[Collection entries]
▼

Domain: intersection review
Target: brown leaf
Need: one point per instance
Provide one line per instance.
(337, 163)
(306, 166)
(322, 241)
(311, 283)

▲

Begin with the line containing "Target: brown leaf" and retype it and each line after it through the end of the records, keeping them exact and including nothing more.

## [Exercise output]
Target: brown leaf
Need: one point per instance
Provide one line per instance.
(337, 163)
(306, 166)
(322, 241)
(311, 283)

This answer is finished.